Brussels Edition: German Succession

(Bloomberg) -- Welcome to the Brussels Edition, Bloomberg’s daily briefing on what matters most in the heart of the European Union.

The race to succeed the German Chancellor Angela Merkel as head of her Christian Democratic Union looks set to go down to the wire. Candidates hold a panel debate in Berlin today, the final roadshow before a Dec. 7 convention vote on the party chairmanship. The outcome could have significant implications for the future direction of the EU. As Merkel prepares to step down after 18 years at the head of Germany’s dominant postwar force, the CDU is as divided and polarized as the nation at large.

What’s Happening

Climate Talks | Electing Merkel’s successor, Italy’s brinkmanship over a Eurogroup meeting and the U.K. Parliament debate on the Brexit deal are the hottest topics on next week’s agenda. But none is more existential than meetings in Katowice, Poland — of all places — on stopping catastrophic climate change. Scientists say we’ll hurtle down a path to destruction if governments don’t act together to cap global warming.

◆ ◆ ◆ ◆ ◆

Things to do.
1. Quote the Brussels Edition briefing word for word, starting at "What’s Happening" and ending at "cap global warming.".
2. In the Brussels Edition briefing, on what date is the convention vote on the Christian Democratic Union party chairmanship?
3. Carry on the Brussels Edition briefing from the point where it stops.

◆ ◆ ◆ ◆ ◆

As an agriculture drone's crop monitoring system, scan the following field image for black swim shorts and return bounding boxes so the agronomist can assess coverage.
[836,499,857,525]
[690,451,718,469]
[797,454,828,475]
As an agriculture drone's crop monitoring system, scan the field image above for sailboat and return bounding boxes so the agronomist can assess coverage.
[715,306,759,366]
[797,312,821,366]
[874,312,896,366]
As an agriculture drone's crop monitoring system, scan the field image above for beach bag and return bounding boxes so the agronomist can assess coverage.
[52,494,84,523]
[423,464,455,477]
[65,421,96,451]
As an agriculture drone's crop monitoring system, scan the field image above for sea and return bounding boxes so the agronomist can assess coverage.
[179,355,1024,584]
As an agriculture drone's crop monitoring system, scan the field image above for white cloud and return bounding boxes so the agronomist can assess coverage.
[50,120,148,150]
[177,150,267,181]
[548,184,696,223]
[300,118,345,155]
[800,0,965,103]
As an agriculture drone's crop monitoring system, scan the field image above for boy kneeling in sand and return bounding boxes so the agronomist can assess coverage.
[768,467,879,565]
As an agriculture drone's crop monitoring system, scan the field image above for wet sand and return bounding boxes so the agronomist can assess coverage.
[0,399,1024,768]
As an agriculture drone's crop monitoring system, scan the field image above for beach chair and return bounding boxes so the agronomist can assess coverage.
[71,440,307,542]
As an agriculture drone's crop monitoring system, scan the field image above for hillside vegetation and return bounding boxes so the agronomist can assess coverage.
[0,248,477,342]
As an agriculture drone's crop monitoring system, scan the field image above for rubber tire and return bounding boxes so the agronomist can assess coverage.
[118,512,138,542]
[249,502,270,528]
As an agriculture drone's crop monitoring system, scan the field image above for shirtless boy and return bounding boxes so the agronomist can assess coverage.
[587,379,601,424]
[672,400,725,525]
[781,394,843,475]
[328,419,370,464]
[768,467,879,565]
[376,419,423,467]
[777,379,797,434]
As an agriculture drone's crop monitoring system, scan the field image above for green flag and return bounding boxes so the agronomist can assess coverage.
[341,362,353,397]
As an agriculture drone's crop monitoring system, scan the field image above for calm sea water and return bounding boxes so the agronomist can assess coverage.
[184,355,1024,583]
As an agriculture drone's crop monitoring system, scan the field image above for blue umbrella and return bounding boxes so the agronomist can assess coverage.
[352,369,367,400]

◆ ◆ ◆ ◆ ◆

Exercise responses.
1.
What’s Happening

Climate Talks | Electing Merkel’s successor, Italy’s brinkmanship over a Eurogroup meeting and the U.K. Parliament debate on the Brexit deal are the hottest topics on next week’s agenda. But none is more existential than meetings in Katowice, Poland — of all places — on stopping catastrophic climate change. Scientists say we’ll hurtle down a path to destruction if governments don’t act together to cap global warming.

2. December 7

3.
Inflation Path | The European Central Bank will get a final update on inflation in the euro area today, two weeks before policy makers are set to announce an end to bond buying. German and Spanish data suggest consumer-price increases were running at a weaker-than-expected pace in November, which would take the rate back below 2 percent for the first time in six months.

Swiss Decision | Switzerland must decide as soon as today whether to enact a Plan B to ensure EU-based market participants can trade shares on Swiss exchanges in case its recognition under the MiFid II regime expires at year-end. Talks with the EU over a comprehensive economic partnership are gridlocked, and Brussels has made further recognition contingent on an easing of the impasse.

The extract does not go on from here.